[The records start]

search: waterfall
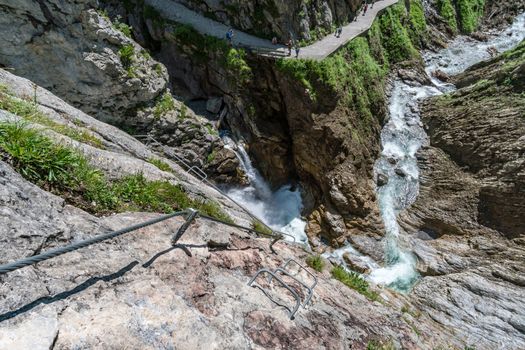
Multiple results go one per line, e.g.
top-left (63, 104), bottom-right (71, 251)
top-left (223, 136), bottom-right (308, 244)
top-left (324, 14), bottom-right (525, 292)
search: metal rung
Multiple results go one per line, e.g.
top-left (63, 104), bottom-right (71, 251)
top-left (171, 208), bottom-right (199, 246)
top-left (248, 259), bottom-right (317, 320)
top-left (188, 166), bottom-right (208, 181)
top-left (248, 269), bottom-right (301, 320)
top-left (268, 258), bottom-right (317, 308)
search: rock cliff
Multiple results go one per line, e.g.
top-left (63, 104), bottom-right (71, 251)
top-left (0, 70), bottom-right (460, 349)
top-left (174, 0), bottom-right (363, 43)
top-left (401, 42), bottom-right (525, 349)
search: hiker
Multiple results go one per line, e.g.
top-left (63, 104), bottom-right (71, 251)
top-left (336, 26), bottom-right (343, 38)
top-left (226, 28), bottom-right (234, 45)
top-left (286, 39), bottom-right (292, 56)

[The records end]

Turn the records, from their first line through the line holding "top-left (268, 258), bottom-right (317, 308)", inclusive, into a Markdown table with the columns Row and Record Line. Number each row, skip blank lines, and leave the pictures out of the table.

*The output*
| Row | Record Line |
|---|---|
| 1 | search: waterfall |
| 2 | Multiple results go one per line, e.g. |
| 3 | top-left (63, 104), bottom-right (71, 251) |
| 4 | top-left (223, 136), bottom-right (308, 244) |
| 5 | top-left (324, 14), bottom-right (525, 292) |
| 6 | search: metal rung |
| 7 | Multiple results go one per line, e.g. |
| 8 | top-left (63, 104), bottom-right (71, 251) |
| 9 | top-left (171, 208), bottom-right (199, 246) |
| 10 | top-left (248, 259), bottom-right (317, 320) |
| 11 | top-left (188, 166), bottom-right (208, 181) |
| 12 | top-left (248, 269), bottom-right (301, 320) |
| 13 | top-left (268, 258), bottom-right (317, 308) |